■ REQUIRED WORK: Could you return, exactly as written, only the lines from the one holding "If you could spot the puffed" through the final line of the records below?

■ DATA SUPPLIED:
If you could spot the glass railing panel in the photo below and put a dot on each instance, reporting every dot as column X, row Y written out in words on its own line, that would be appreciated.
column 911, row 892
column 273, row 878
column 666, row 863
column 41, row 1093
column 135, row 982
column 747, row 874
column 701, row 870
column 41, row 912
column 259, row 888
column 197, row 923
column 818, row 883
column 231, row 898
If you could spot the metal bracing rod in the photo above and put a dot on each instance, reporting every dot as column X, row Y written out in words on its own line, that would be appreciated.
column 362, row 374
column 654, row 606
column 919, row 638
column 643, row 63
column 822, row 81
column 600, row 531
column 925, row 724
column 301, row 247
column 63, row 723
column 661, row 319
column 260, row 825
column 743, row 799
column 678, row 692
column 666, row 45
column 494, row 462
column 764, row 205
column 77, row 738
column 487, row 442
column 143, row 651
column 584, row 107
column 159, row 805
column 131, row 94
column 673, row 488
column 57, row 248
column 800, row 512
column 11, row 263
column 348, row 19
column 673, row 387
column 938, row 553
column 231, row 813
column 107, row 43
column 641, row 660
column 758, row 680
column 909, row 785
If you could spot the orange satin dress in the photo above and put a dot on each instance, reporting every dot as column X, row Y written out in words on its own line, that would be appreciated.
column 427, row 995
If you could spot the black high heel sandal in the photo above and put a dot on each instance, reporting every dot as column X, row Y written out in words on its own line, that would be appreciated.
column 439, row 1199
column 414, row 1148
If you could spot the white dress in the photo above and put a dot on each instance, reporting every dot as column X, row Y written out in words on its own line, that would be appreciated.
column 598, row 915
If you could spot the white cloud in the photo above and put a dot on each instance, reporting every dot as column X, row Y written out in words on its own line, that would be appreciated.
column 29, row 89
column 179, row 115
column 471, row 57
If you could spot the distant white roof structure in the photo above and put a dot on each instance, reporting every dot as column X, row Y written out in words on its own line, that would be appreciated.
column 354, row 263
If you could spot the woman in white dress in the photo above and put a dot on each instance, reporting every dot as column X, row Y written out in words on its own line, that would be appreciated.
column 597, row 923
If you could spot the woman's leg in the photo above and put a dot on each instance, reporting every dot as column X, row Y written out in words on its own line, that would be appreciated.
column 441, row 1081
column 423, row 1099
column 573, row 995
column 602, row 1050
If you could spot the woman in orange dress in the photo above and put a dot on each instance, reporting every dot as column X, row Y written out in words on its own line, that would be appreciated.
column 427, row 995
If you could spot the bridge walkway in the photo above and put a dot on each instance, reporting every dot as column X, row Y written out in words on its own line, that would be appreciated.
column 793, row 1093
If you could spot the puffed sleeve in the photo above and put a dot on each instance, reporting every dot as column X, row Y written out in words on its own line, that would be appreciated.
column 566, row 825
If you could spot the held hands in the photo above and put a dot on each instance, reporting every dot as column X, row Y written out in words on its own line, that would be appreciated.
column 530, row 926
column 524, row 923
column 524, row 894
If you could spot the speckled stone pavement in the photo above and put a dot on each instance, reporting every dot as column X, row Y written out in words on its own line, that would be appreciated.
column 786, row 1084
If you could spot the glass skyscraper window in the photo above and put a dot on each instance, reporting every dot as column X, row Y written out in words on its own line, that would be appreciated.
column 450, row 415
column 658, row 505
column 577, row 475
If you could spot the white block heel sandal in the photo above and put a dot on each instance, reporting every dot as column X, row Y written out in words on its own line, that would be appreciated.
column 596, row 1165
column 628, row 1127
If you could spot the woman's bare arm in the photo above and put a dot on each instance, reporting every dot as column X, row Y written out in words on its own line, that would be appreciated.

■ RESULT:
If you could spot the puffed sleeve in the photo above and put a dot on each instance, reporting every dot as column X, row Y written out in words on its own line, that would be appreciated.
column 566, row 825
If you could spot the held hands in the photo above and put a dot on each instance, reporting every dot as column X, row Y written out in words on its own line, that would be appreciated.
column 530, row 926
column 524, row 923
column 524, row 894
If you could spot the speckled stone pavement in the photo above and put a dot on each instance, reporting every dot as column X, row Y written out in words on its own line, that would be appreciated.
column 786, row 1084
If you could spot the glass skyscraper window in the photo above and put a dot on each instance, reporting every dot as column X, row Y written out in words on its own line, that would be appreciated.
column 450, row 415
column 658, row 505
column 577, row 475
If you could spot the white block heel sandal in the photo above and put a dot on each instance, reporting every dot as column X, row Y written out in words on its own line, that would be appreciated.
column 596, row 1165
column 628, row 1127
If you could spot the woman's bare arm in the photo above and put a dot on each instance, reporting every dot as column X, row Y written out in words on its own line, that would be appreciated.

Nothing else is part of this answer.